• _Task statement_
Write out the records below as a Markdown table with the columns Row and Text, where Row numbers each line in order and Text holds the line. Start with the line that contains "umbrella in the image.", go on through the line that contains "[215,0,223,41]", and leave out any blank lines.

• _Records supplied_
** Start **
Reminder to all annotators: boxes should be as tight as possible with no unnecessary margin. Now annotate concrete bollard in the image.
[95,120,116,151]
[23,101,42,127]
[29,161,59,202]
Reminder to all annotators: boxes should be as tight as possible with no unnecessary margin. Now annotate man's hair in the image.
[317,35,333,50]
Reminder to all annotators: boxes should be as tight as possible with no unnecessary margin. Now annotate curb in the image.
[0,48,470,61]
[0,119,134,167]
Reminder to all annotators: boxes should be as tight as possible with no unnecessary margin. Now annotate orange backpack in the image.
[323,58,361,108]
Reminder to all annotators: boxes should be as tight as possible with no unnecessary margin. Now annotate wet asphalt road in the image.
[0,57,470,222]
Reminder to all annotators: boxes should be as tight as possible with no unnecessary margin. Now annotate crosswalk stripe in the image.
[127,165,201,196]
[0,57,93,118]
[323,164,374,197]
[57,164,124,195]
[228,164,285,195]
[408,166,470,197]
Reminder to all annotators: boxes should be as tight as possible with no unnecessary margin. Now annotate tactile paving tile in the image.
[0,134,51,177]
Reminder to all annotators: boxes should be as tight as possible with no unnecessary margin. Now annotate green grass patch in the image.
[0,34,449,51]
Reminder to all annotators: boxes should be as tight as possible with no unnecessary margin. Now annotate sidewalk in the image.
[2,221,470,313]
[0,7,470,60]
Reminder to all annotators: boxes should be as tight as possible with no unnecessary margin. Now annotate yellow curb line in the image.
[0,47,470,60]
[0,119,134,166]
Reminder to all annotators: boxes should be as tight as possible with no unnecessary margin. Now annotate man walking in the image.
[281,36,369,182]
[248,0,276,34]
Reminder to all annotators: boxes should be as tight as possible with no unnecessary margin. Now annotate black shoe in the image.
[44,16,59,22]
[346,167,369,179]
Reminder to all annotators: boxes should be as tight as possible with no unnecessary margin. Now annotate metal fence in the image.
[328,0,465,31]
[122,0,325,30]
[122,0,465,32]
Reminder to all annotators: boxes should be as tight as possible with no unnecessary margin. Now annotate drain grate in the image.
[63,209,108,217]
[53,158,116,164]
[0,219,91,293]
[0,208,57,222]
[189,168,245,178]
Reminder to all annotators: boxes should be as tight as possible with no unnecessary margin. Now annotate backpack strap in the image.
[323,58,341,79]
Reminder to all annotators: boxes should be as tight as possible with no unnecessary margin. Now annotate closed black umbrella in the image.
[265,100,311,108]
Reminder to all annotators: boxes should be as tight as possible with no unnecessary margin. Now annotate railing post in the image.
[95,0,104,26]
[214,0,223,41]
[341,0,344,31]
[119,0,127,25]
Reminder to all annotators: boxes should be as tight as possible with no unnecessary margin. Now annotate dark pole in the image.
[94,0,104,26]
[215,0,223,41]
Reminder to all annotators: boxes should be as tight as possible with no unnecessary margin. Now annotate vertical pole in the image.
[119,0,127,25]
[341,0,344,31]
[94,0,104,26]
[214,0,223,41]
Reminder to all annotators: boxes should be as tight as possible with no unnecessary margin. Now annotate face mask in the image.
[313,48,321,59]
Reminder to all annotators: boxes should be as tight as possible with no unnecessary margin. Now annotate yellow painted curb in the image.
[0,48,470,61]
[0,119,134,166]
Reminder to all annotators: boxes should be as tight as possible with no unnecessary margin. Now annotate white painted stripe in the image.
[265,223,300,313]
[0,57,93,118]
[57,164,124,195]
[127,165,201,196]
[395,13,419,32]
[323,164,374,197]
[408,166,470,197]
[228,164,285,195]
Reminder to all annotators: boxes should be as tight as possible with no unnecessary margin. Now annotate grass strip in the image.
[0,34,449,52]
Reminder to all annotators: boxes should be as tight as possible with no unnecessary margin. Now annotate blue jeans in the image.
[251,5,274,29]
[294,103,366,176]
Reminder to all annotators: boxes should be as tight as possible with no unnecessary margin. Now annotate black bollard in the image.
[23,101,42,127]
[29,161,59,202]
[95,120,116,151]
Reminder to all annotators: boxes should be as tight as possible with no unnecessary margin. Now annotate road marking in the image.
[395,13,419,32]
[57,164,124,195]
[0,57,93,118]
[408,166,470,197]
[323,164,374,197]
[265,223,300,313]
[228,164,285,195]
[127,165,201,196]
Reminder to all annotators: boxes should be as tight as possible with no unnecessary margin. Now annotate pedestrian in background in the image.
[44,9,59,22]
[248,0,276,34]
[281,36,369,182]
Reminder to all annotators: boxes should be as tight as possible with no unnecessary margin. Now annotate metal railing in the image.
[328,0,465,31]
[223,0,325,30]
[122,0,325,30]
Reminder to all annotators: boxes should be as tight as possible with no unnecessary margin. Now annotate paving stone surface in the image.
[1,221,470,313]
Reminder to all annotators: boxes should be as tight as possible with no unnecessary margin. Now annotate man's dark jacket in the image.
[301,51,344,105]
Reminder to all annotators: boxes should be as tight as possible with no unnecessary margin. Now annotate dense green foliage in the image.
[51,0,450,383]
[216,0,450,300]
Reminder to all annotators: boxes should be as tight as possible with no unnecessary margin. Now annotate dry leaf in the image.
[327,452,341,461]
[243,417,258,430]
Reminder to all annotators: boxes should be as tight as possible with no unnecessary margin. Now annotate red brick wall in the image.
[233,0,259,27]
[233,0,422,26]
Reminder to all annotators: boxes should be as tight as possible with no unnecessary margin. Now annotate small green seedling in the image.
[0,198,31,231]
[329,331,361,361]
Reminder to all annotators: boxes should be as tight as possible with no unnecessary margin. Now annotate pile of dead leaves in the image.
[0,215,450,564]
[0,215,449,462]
** End **
• _Output_
| Row | Text |
|---|---|
| 1 | Reminder to all annotators: boxes should be as tight as possible with no unnecessary margin. Now annotate closed black umbrella in the image. |
| 2 | [265,100,311,108] |
| 3 | Reminder to all annotators: boxes should be as tight as possible with no unnecessary margin. Now annotate railing post in the image. |
| 4 | [95,0,104,26] |
| 5 | [214,0,223,41] |
| 6 | [341,0,344,31] |
| 7 | [119,0,127,25] |
| 8 | Reminder to all annotators: boxes should be as tight as possible with no unnecessary margin. Now annotate dark pole in the image. |
| 9 | [94,0,104,26] |
| 10 | [215,0,223,41] |